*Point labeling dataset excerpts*
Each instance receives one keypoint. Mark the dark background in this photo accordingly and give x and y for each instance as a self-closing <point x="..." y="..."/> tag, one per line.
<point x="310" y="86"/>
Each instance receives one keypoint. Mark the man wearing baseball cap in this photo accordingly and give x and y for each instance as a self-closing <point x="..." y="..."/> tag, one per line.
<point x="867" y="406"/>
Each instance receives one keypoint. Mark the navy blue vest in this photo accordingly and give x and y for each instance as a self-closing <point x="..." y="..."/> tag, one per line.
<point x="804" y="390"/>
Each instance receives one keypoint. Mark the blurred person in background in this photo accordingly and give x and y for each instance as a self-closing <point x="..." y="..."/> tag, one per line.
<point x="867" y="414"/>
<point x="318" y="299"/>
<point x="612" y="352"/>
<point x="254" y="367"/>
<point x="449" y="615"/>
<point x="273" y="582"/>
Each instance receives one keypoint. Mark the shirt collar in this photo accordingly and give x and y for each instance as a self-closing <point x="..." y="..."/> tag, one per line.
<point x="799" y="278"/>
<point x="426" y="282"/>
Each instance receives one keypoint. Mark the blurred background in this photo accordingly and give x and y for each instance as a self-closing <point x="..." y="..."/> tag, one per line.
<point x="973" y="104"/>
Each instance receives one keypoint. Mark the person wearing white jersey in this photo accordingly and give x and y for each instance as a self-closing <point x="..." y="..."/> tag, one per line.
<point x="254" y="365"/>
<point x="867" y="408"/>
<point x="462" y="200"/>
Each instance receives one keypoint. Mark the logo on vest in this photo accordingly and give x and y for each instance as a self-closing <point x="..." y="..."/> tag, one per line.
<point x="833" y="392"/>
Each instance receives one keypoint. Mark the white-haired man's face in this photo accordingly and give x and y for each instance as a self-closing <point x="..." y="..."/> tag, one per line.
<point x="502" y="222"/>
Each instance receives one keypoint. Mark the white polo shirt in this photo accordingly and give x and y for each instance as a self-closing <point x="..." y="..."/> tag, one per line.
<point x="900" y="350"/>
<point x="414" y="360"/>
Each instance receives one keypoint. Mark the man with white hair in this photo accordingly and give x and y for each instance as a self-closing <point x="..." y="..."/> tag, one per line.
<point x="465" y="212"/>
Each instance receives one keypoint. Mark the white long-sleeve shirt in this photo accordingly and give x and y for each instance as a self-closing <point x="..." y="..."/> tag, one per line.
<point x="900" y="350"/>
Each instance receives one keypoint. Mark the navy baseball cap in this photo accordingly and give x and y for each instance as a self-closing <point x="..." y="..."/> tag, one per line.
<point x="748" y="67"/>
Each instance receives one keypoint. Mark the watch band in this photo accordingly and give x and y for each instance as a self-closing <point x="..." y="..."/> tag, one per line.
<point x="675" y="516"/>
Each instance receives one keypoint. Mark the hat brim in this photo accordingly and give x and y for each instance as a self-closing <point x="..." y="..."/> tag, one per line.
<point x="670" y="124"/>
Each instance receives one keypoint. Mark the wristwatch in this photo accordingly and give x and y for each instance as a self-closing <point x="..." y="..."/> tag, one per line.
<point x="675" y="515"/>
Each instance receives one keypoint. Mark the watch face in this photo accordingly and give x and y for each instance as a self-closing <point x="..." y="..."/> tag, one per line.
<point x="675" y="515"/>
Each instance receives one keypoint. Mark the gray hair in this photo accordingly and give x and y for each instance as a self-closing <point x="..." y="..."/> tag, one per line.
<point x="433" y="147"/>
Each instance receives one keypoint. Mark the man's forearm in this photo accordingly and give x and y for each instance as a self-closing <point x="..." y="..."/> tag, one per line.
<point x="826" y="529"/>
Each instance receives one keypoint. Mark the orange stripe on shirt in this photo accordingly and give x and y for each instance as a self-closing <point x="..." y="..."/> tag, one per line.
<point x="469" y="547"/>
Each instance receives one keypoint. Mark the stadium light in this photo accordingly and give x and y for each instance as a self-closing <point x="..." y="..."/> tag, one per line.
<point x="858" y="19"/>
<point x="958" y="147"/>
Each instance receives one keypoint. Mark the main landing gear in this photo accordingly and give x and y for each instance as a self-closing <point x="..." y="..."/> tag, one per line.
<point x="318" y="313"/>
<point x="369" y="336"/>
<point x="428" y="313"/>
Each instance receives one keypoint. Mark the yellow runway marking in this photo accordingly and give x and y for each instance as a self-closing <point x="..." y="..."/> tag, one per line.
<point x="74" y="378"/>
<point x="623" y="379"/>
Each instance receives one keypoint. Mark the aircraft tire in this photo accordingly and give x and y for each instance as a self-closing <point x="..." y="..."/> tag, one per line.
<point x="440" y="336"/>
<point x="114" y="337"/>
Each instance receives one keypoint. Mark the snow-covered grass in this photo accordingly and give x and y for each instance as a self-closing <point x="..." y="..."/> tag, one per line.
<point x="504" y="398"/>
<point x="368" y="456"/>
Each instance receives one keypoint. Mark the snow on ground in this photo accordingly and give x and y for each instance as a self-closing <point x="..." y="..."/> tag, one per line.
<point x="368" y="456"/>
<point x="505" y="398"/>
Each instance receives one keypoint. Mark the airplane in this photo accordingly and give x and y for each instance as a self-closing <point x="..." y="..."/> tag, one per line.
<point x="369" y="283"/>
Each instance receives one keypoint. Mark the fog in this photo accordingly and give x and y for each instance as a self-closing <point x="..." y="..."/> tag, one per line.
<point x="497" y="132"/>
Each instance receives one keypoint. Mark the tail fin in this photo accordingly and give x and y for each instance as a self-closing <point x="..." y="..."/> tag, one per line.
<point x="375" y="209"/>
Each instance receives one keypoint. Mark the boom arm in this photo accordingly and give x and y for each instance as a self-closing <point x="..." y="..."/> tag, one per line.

*To be done*
Your task is to repeat the data exactly; please include every line.

*Reply to the exercise*
Each instance receives one keypoint. Mark the dark background in this photo accordingly and give x and y for each instance as a self-closing <point x="..." y="..."/> tag, one per line.
<point x="310" y="86"/>
Each instance receives one keypoint. Mark the man wearing baseball cap in this photo accordingly and give x and y for each instance as a self-closing <point x="..." y="..."/> tag, one per line.
<point x="867" y="406"/>
Each instance receives one keypoint. Mark the navy blue vest in this photo accordingly and give x and y for each instance as a self-closing <point x="..." y="..."/> tag, one per line.
<point x="804" y="390"/>
Each instance receives one keypoint. Mark the blurred person in background in this photo accordingly and give x and y for each instance as a self-closing <point x="..." y="..."/> tag, one per line.
<point x="867" y="414"/>
<point x="318" y="299"/>
<point x="612" y="352"/>
<point x="254" y="367"/>
<point x="449" y="615"/>
<point x="273" y="582"/>
Each instance receives one keypoint. Mark the shirt collar in this photo accordingly and give x and y for each instance as a self-closing <point x="..." y="..."/> tag, one per line.
<point x="799" y="278"/>
<point x="426" y="282"/>
Each instance receives one keypoint. Mark the blurred background in this photo accordingly and give x and y for each instance as a self-closing <point x="..." y="..."/> tag, one per line.
<point x="973" y="104"/>
Each instance receives one keypoint. Mark the person wearing white jersey in this photo accordingly and give x and y for each instance as a self-closing <point x="..." y="..."/> tag, one per line.
<point x="254" y="365"/>
<point x="867" y="408"/>
<point x="462" y="200"/>
Each instance receives one keypoint. Mark the logo on vest in this photo accordingly and give x and y for each instance as a self-closing <point x="..." y="..."/> tag, one per line.
<point x="833" y="392"/>
Each instance receives one keypoint. Mark the white-haired man's face in this photo accordingly and give x and y for each instance as a self-closing <point x="..." y="..."/> tag, one per line.
<point x="502" y="222"/>
Each instance receives one keypoint. Mark the white polo shirt in this photo accordingly and give x and y for each instance as a self-closing <point x="..." y="..."/> tag, one per line.
<point x="900" y="350"/>
<point x="414" y="360"/>
Each instance receives one keypoint. Mark the man with white hair in this photo accordingly and give x and y for each instance as a self-closing <point x="..." y="..."/> tag, one per line.
<point x="465" y="212"/>
Each instance receives one keypoint. Mark the white long-sleeve shirt in this photo accordingly and give x and y for each instance as a self-closing <point x="..." y="..."/> tag, one per line.
<point x="900" y="350"/>
Each instance receives one keypoint. Mark the navy baseball cap in this photo accordingly and give x and y for each instance as a self-closing <point x="..." y="..."/> tag, one per line.
<point x="748" y="67"/>
Each instance receives one keypoint. Mark the watch band in this photo accordingly and give x and y for each instance as a self-closing <point x="..." y="..."/> tag, one per line.
<point x="675" y="516"/>
Each instance receives one keypoint. Mark the hat brim in this photo accordingly and give x and y for each instance as a self-closing <point x="..." y="..."/> tag, one per line.
<point x="670" y="124"/>
Each instance receives one keypoint. Mark the wristwatch in this photo accordingly and give x and y for each instance as a self-closing <point x="..." y="..."/> tag, one per line.
<point x="675" y="515"/>
Each instance receives one keypoint. Mark the watch face in this photo accordingly and give x and y for each instance as a self-closing <point x="..." y="..."/> tag, one per line.
<point x="675" y="515"/>
Each instance receives one keypoint. Mark the gray hair in this photo accordingly and give x and y for each instance as a self-closing <point x="..." y="..."/> tag, one per line.
<point x="433" y="147"/>
Each instance receives one keypoint. Mark the man's forearm in this photo accordingly and give x and y for each instance as a self-closing <point x="..." y="..."/> tag, one per line.
<point x="826" y="529"/>
Each instance receives one keypoint. Mark the orange stripe on shirt in this photo accordingly and give x and y for each instance as a self-closing <point x="..." y="..."/> tag, one per line.
<point x="469" y="547"/>
Each instance receives one keypoint. Mark the stadium light in this photo accordingly and give x and y for each instance as a self-closing <point x="..." y="..."/> tag, one per line.
<point x="858" y="19"/>
<point x="958" y="147"/>
Each instance receives one keypoint. Mark the main landing gear in this photo accordingly and give x and y for each instance as a self-closing <point x="..." y="..."/> tag, one per line.
<point x="318" y="313"/>
<point x="369" y="336"/>
<point x="428" y="313"/>
Each instance receives one keypoint. Mark the yellow runway marking in this photo accordingly and give x and y for each instance as a self-closing <point x="..." y="..."/> tag, one per line.
<point x="74" y="378"/>
<point x="623" y="379"/>
Each instance receives one keypoint. Mark the aircraft tire in this photo accordingly and give x and y for each instance as a self-closing <point x="..." y="..."/> tag, one per line.
<point x="440" y="336"/>
<point x="114" y="337"/>
Each instance receives one keypoint. Mark the snow-covered grass in this photo accordingly and give x and y for each instance as a self-closing <point x="..." y="..."/> tag, one per line.
<point x="504" y="398"/>
<point x="368" y="456"/>
Each instance receives one keypoint. Mark the snow on ground in this photo accordingly and give x and y for each instance as a self-closing <point x="..." y="..."/> tag, one per line.
<point x="368" y="456"/>
<point x="505" y="398"/>
Each instance receives one keypoint. Mark the airplane in this photo accordingly and give x and y for each instance as a self-closing <point x="..." y="..."/> tag, one per line.
<point x="369" y="283"/>
Each instance receives one keypoint. Mark the fog in this photo accordingly and give x and y for each instance as a self-closing <point x="..." y="..."/> tag, one per line.
<point x="497" y="132"/>
Each instance receives one keypoint. Mark the tail fin in this photo accordingly and give x and y for each instance as a self-closing <point x="..." y="..."/> tag, one per line.
<point x="375" y="209"/>
Each instance receives one keypoint. Mark the boom arm in this photo accordingly and give x and y for each instance as a self-closing <point x="..." y="..."/> tag, one per line.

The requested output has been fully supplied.